Assignment: Filter the entries for the word "strap". Copy each line that has it.

Input data:
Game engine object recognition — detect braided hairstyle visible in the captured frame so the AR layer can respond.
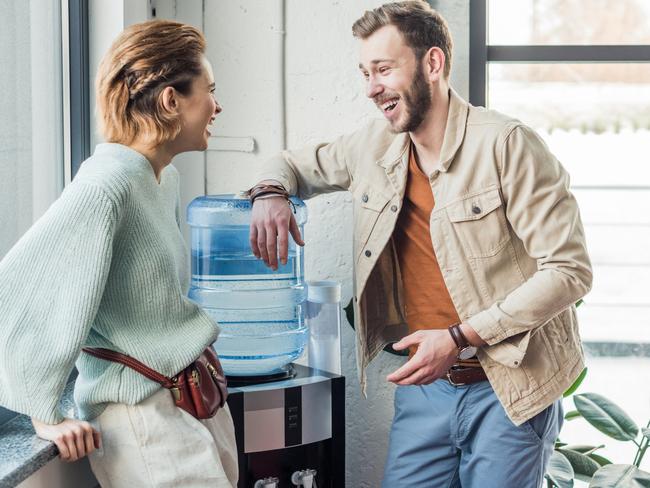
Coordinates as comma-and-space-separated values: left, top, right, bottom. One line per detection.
96, 20, 206, 146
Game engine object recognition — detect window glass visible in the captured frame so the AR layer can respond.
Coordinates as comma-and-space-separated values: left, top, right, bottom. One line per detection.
0, 0, 63, 424
489, 0, 650, 45
0, 1, 63, 258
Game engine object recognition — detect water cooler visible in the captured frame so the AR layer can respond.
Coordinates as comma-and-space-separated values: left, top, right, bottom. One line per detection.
187, 195, 345, 488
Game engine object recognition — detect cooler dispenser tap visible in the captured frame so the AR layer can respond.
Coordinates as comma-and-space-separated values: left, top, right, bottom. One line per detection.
254, 477, 279, 488
291, 469, 317, 488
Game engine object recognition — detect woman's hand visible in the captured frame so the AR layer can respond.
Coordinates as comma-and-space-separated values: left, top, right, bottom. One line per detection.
31, 417, 101, 462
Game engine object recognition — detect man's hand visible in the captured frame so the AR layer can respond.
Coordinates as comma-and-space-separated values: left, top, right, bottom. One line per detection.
250, 196, 304, 270
386, 329, 458, 386
32, 417, 101, 462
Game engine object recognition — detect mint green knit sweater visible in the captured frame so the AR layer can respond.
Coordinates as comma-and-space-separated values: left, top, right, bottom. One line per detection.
0, 143, 219, 423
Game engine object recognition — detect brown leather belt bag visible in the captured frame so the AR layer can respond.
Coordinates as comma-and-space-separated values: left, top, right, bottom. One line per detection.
83, 346, 228, 419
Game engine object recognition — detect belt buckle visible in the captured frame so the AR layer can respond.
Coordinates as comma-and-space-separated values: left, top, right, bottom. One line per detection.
446, 369, 466, 387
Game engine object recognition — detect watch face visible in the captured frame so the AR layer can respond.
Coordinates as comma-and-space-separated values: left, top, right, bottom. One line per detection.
458, 346, 478, 360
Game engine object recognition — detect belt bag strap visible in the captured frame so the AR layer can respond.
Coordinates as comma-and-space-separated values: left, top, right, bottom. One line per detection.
82, 347, 174, 388
82, 346, 227, 419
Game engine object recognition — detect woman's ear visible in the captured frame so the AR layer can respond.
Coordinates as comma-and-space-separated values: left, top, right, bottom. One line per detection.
160, 86, 179, 115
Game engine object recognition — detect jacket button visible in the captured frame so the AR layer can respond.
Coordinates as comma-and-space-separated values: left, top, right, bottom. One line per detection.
362, 194, 369, 203
472, 205, 481, 214
390, 205, 398, 212
364, 250, 372, 257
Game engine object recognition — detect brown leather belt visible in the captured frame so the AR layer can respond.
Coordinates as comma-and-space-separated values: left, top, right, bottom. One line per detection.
444, 365, 488, 386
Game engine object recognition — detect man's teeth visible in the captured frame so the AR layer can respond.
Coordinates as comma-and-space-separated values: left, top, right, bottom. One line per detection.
381, 99, 398, 111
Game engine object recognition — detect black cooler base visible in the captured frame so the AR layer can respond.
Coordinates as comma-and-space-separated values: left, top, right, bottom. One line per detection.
226, 365, 345, 487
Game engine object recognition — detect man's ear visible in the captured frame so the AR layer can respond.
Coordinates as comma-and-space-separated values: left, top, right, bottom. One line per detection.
424, 46, 445, 83
159, 86, 179, 115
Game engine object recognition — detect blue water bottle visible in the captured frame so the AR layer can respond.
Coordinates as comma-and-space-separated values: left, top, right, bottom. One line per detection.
187, 195, 308, 376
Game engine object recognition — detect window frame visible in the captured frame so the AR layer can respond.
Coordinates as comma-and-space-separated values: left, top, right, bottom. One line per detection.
63, 0, 91, 182
469, 0, 650, 108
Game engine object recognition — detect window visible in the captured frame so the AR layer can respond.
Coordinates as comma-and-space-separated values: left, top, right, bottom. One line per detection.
0, 1, 64, 259
470, 0, 650, 471
0, 0, 88, 426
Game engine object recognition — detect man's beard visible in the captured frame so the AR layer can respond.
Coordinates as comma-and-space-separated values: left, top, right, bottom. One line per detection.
392, 65, 432, 133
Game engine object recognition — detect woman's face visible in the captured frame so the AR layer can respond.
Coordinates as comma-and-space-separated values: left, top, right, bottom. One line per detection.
173, 57, 221, 152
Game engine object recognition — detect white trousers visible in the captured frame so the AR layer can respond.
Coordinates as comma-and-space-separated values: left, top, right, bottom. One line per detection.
88, 387, 238, 487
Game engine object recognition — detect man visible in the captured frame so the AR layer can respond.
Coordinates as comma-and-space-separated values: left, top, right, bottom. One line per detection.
248, 2, 592, 486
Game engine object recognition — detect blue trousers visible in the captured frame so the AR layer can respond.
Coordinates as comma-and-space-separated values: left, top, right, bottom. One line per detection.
382, 379, 562, 488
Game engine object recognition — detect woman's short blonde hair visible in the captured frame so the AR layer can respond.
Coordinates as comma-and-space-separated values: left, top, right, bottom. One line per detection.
96, 20, 206, 146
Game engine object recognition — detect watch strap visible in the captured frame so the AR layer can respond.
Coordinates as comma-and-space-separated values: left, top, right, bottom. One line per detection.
448, 324, 470, 349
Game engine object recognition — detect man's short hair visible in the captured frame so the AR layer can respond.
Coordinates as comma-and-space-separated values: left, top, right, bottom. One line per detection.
352, 1, 453, 79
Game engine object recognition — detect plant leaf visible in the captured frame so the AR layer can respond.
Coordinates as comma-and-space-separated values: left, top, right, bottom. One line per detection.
565, 410, 583, 421
559, 448, 601, 482
574, 393, 639, 441
564, 367, 588, 397
588, 453, 613, 467
344, 299, 354, 329
546, 451, 575, 488
589, 464, 650, 488
563, 445, 604, 456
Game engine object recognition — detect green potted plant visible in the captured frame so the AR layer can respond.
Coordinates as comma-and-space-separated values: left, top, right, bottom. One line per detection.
546, 378, 650, 487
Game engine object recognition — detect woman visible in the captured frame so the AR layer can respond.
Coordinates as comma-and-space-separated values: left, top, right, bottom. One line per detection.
0, 20, 238, 487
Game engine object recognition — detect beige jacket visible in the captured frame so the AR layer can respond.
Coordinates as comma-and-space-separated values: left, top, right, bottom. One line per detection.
257, 89, 592, 425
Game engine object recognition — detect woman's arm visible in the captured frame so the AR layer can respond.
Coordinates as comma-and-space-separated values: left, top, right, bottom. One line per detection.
0, 182, 119, 426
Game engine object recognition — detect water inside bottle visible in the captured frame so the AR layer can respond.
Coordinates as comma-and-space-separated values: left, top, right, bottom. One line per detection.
187, 195, 308, 376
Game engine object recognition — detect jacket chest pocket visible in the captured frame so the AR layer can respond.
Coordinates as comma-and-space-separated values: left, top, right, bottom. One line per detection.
446, 187, 510, 258
353, 183, 391, 255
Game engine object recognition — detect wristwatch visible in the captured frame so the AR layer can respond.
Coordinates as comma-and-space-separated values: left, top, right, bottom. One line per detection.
448, 324, 478, 360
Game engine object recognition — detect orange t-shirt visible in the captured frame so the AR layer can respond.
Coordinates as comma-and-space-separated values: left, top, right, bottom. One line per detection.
394, 146, 461, 339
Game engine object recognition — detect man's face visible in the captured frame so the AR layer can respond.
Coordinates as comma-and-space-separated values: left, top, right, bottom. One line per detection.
359, 25, 432, 133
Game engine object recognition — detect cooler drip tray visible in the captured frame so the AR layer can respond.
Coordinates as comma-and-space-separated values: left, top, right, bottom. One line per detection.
226, 364, 297, 387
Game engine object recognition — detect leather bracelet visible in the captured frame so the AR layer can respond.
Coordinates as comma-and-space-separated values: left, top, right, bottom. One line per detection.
254, 194, 287, 201
248, 184, 296, 213
251, 190, 287, 202
248, 184, 288, 202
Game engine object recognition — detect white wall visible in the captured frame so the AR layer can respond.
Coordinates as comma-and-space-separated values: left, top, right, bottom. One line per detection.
202, 1, 470, 485
434, 0, 470, 99
203, 0, 286, 195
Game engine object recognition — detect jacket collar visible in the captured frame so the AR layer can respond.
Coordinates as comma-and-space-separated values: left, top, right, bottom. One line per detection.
438, 88, 469, 173
376, 88, 469, 174
376, 131, 409, 172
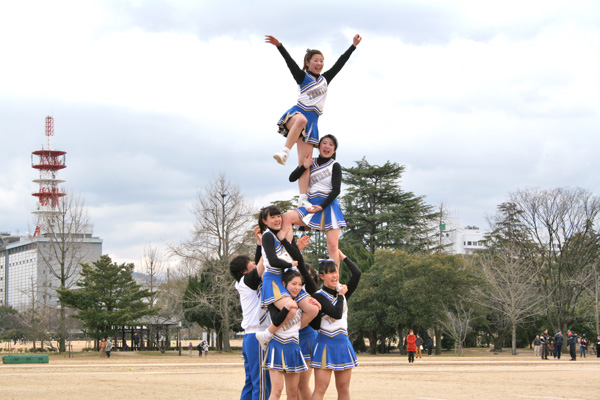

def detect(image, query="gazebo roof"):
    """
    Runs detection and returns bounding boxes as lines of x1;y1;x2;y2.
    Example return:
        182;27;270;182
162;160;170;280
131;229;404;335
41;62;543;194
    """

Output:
130;316;180;326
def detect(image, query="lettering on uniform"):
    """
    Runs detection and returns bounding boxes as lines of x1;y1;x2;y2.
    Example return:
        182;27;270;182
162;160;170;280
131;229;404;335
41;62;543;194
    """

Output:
309;168;332;186
322;299;347;325
307;86;327;100
282;310;302;331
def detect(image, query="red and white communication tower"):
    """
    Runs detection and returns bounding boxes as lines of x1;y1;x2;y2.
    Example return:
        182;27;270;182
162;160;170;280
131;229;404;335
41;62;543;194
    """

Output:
31;116;67;237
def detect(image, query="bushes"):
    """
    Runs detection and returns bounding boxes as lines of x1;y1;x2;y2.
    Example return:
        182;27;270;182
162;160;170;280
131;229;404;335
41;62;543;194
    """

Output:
28;347;49;353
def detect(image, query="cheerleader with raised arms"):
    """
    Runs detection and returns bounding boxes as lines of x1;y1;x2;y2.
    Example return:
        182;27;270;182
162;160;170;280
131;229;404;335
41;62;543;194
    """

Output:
266;34;361;208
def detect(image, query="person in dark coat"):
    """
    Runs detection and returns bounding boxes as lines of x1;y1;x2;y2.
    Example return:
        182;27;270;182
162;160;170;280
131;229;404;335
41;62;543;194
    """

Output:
415;334;423;359
567;331;577;361
540;329;550;360
579;334;588;358
426;335;434;356
133;332;140;351
553;330;563;359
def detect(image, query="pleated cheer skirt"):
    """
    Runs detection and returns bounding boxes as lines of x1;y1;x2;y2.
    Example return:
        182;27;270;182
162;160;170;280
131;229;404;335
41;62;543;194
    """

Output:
299;326;318;362
262;336;308;373
277;105;320;146
310;330;359;370
296;196;346;232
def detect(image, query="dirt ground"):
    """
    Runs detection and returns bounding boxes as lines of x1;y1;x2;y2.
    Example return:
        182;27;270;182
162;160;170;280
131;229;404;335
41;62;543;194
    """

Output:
1;345;598;400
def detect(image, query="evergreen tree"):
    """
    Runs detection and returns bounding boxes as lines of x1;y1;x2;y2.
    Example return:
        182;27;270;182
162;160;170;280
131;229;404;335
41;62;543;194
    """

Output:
58;255;157;341
341;157;440;254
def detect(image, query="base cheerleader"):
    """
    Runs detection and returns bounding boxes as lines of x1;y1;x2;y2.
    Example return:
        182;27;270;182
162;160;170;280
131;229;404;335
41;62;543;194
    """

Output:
310;251;361;400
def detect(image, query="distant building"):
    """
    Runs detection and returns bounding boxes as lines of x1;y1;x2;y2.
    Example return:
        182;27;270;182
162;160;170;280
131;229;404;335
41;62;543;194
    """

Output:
0;231;102;309
439;217;490;255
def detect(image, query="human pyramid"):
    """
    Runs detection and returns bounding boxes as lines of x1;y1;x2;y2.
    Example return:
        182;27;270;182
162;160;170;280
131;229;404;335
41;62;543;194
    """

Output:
230;34;362;400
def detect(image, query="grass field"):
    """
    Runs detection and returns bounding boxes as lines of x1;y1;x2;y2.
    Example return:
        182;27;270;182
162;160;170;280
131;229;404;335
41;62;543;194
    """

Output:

Answer to the problem:
Game engine object recognition — detect belt bag strap visible in the captured frame so the AR layer can respond.
Game engine object recognition — detect watch strap visible in the captured frame so the AR layer can respond.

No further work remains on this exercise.